■ EXERCISE AIM:
The answer must be the full listing, reproduced word for word.

■ DATA SUPPLIED:
--- START ---

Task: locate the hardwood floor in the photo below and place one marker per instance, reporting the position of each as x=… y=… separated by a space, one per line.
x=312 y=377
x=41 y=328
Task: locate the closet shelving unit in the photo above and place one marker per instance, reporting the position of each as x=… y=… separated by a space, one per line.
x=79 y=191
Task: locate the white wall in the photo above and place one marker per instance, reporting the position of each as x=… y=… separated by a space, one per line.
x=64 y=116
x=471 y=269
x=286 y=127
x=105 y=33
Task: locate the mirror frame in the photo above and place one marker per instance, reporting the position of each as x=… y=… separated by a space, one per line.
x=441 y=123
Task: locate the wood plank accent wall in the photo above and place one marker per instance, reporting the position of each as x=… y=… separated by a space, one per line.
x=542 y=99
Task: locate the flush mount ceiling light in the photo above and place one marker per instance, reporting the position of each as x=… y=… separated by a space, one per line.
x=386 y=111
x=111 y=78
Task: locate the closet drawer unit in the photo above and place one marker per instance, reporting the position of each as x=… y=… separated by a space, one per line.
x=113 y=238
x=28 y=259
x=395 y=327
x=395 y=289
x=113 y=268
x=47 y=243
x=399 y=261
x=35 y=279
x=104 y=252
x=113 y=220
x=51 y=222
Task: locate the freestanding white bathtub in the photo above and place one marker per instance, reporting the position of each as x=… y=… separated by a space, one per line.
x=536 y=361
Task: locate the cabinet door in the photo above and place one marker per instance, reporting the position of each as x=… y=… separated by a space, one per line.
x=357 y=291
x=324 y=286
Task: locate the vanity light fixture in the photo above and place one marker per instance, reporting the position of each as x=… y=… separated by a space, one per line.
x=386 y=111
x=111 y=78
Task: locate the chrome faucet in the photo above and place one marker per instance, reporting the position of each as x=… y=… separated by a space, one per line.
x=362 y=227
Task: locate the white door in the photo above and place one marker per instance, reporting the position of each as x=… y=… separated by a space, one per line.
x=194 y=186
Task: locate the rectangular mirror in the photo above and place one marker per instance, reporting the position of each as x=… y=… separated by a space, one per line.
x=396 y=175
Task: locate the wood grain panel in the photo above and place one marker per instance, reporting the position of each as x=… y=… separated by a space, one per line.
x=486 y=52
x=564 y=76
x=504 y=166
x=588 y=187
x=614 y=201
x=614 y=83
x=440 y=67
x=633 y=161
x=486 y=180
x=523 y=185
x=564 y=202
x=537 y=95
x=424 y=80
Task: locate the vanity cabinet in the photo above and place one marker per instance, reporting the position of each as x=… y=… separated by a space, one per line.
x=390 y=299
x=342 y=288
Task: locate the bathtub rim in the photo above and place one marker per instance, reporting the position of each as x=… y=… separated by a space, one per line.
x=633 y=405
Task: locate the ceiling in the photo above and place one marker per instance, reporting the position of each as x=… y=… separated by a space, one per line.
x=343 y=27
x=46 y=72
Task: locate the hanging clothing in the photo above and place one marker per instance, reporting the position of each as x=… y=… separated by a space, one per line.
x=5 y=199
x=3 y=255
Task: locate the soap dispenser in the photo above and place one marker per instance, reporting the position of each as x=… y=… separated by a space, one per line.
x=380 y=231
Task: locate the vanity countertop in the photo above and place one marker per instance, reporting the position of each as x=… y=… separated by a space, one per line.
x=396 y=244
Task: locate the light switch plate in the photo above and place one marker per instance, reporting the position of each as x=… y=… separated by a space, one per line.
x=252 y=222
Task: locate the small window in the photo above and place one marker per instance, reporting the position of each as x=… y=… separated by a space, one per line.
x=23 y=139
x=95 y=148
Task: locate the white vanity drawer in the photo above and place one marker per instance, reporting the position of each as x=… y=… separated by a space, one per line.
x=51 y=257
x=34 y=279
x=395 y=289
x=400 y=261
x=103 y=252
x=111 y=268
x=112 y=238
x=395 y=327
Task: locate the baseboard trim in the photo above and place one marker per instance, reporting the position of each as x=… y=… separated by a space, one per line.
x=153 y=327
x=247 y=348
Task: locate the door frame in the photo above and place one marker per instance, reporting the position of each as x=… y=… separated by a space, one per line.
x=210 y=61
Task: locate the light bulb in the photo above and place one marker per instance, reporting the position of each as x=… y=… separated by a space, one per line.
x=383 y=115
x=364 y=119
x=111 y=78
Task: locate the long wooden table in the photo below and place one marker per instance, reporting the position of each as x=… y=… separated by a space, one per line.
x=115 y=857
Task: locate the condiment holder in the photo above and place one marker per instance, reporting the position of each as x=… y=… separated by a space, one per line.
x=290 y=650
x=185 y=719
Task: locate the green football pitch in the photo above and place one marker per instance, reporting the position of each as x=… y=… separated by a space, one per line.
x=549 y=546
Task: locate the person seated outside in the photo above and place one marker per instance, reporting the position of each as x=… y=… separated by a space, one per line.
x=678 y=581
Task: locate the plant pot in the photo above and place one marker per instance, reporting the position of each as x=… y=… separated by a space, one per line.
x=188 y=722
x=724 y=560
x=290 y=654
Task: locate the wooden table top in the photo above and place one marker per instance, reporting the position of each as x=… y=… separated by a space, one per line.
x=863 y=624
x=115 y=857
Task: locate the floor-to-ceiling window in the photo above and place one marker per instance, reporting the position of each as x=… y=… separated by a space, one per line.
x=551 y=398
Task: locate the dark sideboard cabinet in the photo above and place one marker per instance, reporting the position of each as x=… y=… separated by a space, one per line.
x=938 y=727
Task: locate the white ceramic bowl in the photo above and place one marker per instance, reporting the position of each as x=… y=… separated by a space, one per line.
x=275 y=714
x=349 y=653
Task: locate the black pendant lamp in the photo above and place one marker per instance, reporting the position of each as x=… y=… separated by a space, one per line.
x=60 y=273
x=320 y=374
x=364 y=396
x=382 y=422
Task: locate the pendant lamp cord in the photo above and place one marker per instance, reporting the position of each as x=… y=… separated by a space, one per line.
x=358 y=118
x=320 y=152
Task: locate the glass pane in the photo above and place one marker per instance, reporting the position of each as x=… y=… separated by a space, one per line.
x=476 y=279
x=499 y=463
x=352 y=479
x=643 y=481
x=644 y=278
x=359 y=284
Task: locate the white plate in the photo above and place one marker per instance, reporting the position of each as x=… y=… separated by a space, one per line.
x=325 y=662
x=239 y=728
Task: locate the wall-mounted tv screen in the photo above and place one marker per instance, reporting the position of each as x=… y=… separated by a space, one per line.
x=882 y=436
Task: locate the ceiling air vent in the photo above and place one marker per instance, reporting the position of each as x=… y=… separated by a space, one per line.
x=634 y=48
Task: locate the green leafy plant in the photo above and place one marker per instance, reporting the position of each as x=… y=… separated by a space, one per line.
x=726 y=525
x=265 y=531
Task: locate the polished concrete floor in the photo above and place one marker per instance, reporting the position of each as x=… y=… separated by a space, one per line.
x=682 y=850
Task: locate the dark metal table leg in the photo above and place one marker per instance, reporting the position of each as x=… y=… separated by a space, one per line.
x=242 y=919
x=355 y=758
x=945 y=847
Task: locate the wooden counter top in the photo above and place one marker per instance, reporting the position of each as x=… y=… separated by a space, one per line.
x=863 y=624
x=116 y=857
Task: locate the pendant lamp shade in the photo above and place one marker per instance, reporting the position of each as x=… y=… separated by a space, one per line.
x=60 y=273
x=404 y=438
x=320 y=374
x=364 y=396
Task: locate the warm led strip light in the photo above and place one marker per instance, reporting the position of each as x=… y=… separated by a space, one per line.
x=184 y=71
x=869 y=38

--- END ---

■ YOUR RESPONSE:
Task: locate the hardwood floor in the photo below and place one marker per instance, reporting the position of each as x=… y=… separated by a space, one per line.
x=312 y=377
x=41 y=328
Task: locate the closet shelving unit in the photo above and place one marker per instance, reporting the position of each as x=… y=… separated by a space, one per line.
x=79 y=191
Task: locate the white wall in the photo above and place one marker per instance, reporting the position of each as x=… y=… separated by a space, one per line.
x=64 y=116
x=471 y=269
x=286 y=127
x=105 y=33
Task: locate the mirror frame in the photo above and place one marker per instance, reporting the position of each as x=… y=… separated by a space, one per line.
x=441 y=123
Task: locate the wood plank accent wall in the photo above and place one marker per instance, reporting the position of each as x=… y=… separated by a space, one per line.
x=542 y=99
Task: locate the flush mount ceiling light in the photo above and place one marker per instance, reporting the position of each as x=… y=… separated by a space, one per line.
x=386 y=111
x=111 y=78
Task: locate the closet drawer unit in the photo above and place one marker per instance, reporting the position of each as x=… y=… separated by a space, one per line.
x=113 y=238
x=28 y=259
x=395 y=327
x=395 y=289
x=113 y=268
x=47 y=243
x=399 y=261
x=35 y=279
x=104 y=252
x=113 y=220
x=51 y=222
Task: locate the freestanding white bathtub in the photo above and place one marker per instance, reporting the position of each as x=… y=… separated by a space, one per line.
x=536 y=361
Task: locate the cabinet door in the photo above and place one marker per instance, reporting the position of each as x=… y=… separated by a space, one per line.
x=357 y=291
x=324 y=286
Task: locate the vanity light fixture in the photo above and place one marker per instance, reporting the position of each as x=… y=… separated by a space, one per line.
x=386 y=111
x=111 y=78
Task: locate the chrome faucet in the photo above and place one marker per instance, reporting the position of each as x=… y=… separated by a space, one per line.
x=362 y=227
Task: locate the white door in the photo above and place one marker per instance, reporting the position of each as x=… y=… separated by a space, one per line.
x=194 y=186
Task: locate the rectangular mirror in the photo above and place one marker per instance, reporting the position of each as x=… y=… separated by a space, one per line.
x=396 y=175
Task: locate the wood grain panel in the photo above and place one marker per instance, reporting the position of each as x=… y=… separated by a space, one per line.
x=486 y=52
x=564 y=76
x=504 y=166
x=588 y=187
x=614 y=201
x=614 y=83
x=440 y=67
x=633 y=161
x=486 y=180
x=523 y=185
x=564 y=202
x=537 y=95
x=424 y=80
Task: locate the vanity cabinet in the photo above and place one marker per instance, reporting the position of each as x=… y=… separated by a space, one per line.
x=390 y=299
x=342 y=288
Task: locate the bathtub rim in the photo above and place one marker per instance, reporting the position of each as x=… y=… separated by a space, one per line.
x=633 y=405
Task: locate the ceiling in the photo above and place one marker per instance, reporting the position of each as x=… y=… separated by a space, one per line.
x=343 y=27
x=46 y=72
Task: locate the hanging clothing in the photo above and place one marker per instance, reporting the position of each as x=… y=… separated by a space, one per line.
x=5 y=199
x=3 y=255
Task: locate the soap dispenser in the photo above and place one marker per instance, reporting the position of each as x=… y=… separated by a space, one per line.
x=380 y=231
Task: locate the vanity countertop in the photo above and place one marker per instance, reporting the position of each as x=… y=… separated by a space, one per line.
x=396 y=244
Task: locate the light switch plate in the photo above and place one marker per instance, reporting the position of each as x=… y=… separated by a space, one per line.
x=252 y=222
Task: locate the small window in the photo above and place one marker per instance, reporting the position of each as x=… y=… separated by a space, one per line.
x=23 y=139
x=95 y=148
Task: locate the white vanity drawer in the photo above and place one marker per instance, reporting the position of each as x=… y=… separated by a space, one per line.
x=51 y=257
x=34 y=279
x=395 y=289
x=400 y=261
x=103 y=252
x=111 y=268
x=112 y=238
x=395 y=327
Task: locate the baseboard trim in the photo above and place one marker per instance, reporting the position of each as x=… y=… separated by a space, one per line.
x=153 y=327
x=247 y=348
Task: locate the door frame in the photo above and place one marker per instance, reporting the position of each as x=… y=… separated by a space, one per line.
x=210 y=61
Task: locate the light bulb in the photo above and place one marker per instance, reporting the position of each as x=… y=… separated by a space, one per line.
x=383 y=115
x=364 y=119
x=111 y=78
Task: locate the long wooden table in the photo below and place one marker per instance, reporting the position of each as x=… y=… separated by a space, one per line.
x=115 y=857
Task: locate the condiment holder in the photo above and place one marker per instance, reporting the position of each as x=… y=… separated by a space, one per line.
x=290 y=650
x=185 y=719
Task: locate the green football pitch in the photo above and place one marker per instance, reporting the position of each as x=… y=… separated by a space, one per line.
x=549 y=546
Task: locate the person seated outside in the photo above and place one marker per instance, reporting the position of each as x=… y=… separated by a space, one per line.
x=678 y=581
Task: locate the plant pot in the photo above and place one marker per instance, reporting the position of each as x=… y=… separated by a space, one per line.
x=188 y=722
x=724 y=560
x=290 y=654
Task: locate the wooden table top in the photo above and place one marker per instance, reporting the position of each as x=… y=… separated by a space, one per line.
x=863 y=624
x=115 y=857
Task: locate the floor-to-ceiling window in the photo above and place one marker per instance, reporting the position of each as x=… y=… separated by a space, one per line.
x=551 y=398
Task: locate the dark sideboard cabinet in the photo above and place one marker per instance, reporting the position of each as x=… y=… separated by a space, one per line.
x=938 y=727
Task: locate the white ceramic bowl in the photo above and place one marker per instance, reporting the position of each as x=… y=… separated by a space, one per line.
x=275 y=714
x=349 y=653
Task: locate the black pendant lamp in the photo above and place one marker per instance, reporting the position of each as x=… y=… separated by a space, one per line.
x=60 y=273
x=320 y=374
x=364 y=396
x=382 y=422
Task: locate the pendant lamp cord in the photo above and place one marker per instance, reporting the position of each as x=… y=… separated by a space, one per line.
x=358 y=118
x=320 y=152
Task: locate the glass pane in the photo above and place one marker per instance, reporting the position of each as x=… y=… separated by a space, one per line.
x=476 y=279
x=499 y=463
x=352 y=479
x=643 y=481
x=644 y=278
x=359 y=284
Task: locate the white plate in the photo above and place one marker per instance, reporting the position of each as x=… y=… separated by a space, one per line.
x=325 y=662
x=239 y=728
Task: locate the wall-mounted tv screen in the photo above and place one marker per instance, reporting the position of each as x=… y=… separated by a space, one per line.
x=882 y=436
Task: locate the ceiling air vent in the photo above and place one marker per instance, reporting the position of each as x=… y=… separated by a space, one per line.
x=634 y=48
Task: locate the green leafy plant in the photo above and place one marker per instance, reporting the position of each as x=… y=… separated by a space, one per line.
x=726 y=525
x=265 y=531
Task: locate the polished concrete floor in the photo above and place one marker per instance, reporting the position of each as x=… y=… separated by a space, one per line.
x=682 y=850
Task: locate the dark metal table leg in the photo above and place one marker per instance, reporting the position of each as x=… y=… separated by a space, one per line.
x=242 y=919
x=355 y=758
x=945 y=847
Task: locate the wooden counter top in the photo above and place one marker per instance, reporting the position of each as x=… y=… separated by a space, one per line.
x=863 y=624
x=116 y=857
Task: locate the pendant lamp shade in the photo above and place one marker per instance, reporting the position of each as x=… y=… separated by a space, one per line.
x=60 y=273
x=404 y=438
x=320 y=374
x=364 y=396
Task: locate the warm led strip light in the photo above and place one marker per instance, reporting the position of each as x=… y=… separated by a space, one per line.
x=184 y=71
x=869 y=38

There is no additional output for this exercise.